(EXERCISE OBJECTIVE): Do the following statements agree with the passage below about May at school? Answer yes or no for each, quoting the passage's deciding words. 1. The class Maypole was built by Annie's husband. 2. The bulbs in the flower beds were planted this spring. 3. The class will study nutrition before Clifford Skeleton reappears.

(QUOTED PASSAGE):
As May begins we find it hard to believe that we are entering our final weeks of school. Spring has arrived despite the cooler temperatures, and the children are happy to be spending more time on the playground. One highlight of outdoor time has been the excitement they feel as they watched our flower beds bloom. The bulbs we planted last fall have now all popped up. First we saw the tiny crocuses, and then the forsythia bushes, daffodils and hyacinths. Our cherry blossoms (from a tree in the side yard) have also bloomed. Also recently our tall and beautiful tulips added great color to the beds behind our playground. During the month of May we will be observing and then adding “shy violets”, lilacs, bearded irises, geraniums and rhododendrons to our art table projects.
We began May by retelling the story of the Maypole with its European origins. Traditionally May 1 was a day to celebrate the real beginning of spring with its greener grasses, budding trees and beautiful flowers. In a number of European countries young children participated in the celebration by going outdoors and dancing around a Maypole in the fields and forests near their homes. We have our own Maypole, expertly constructed by Annie’s husband many years ago which we have used both indoors and outdoors.
The themes over the last several months have included our study of dinosaurs, birds and the solar system followed by our focus on our special planet earth with its continents and oceans. Now we will look inward as we begin our next thematic unit of the Body. We will talk about our bodies as very special machines in which all the different parts (systems) work together to allow us to move (bones and muscles), to eat (digestion), to breathe(circulation) to think (brain), and to understand the world through our five senses. Early in our discussions, our old friend Clifford Skeleton (a real life size skeleton) will reappear so that we can show how our 206 bones, large and small, all fit together to form our skeleton. What will naturally follow later in the month is our study of nutrition. It emphasizes the importance of strong and healthy bodies and how to take care of them through good nutrition, regular exercise and the proper amount of sleep. Over the years the Food Pyramid/Plate that we use in class has changed a bit, but we have prepared concrete materials including baskets of toy foods and a large and colorful sectioned mat which illustrates the food groups. A fun activity for one or two students or even a small group is to take the foods from the baskets and sort them onto the proper section or food group as shown on the mat. They will then be able to see the importance of certain food groups for proper growth and overall health. They will also learn how certain foods should be limited, those mainly in the “fats, oils and sweets” section. There will be accompanying art projects, puzzles, and books in our libraries on the body and nutrition, both fiction and non-fiction.

(RAW DATA):
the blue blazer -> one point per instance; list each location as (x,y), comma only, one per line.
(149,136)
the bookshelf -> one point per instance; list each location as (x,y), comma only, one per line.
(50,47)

(EXPECTED ANSWER):
1. Yes: "expertly constructed by Annie’s husband many years ago"
2. No: "The bulbs we planted last fall have now all popped up."
3. No: "What will naturally follow later in the month is our study of nutrition."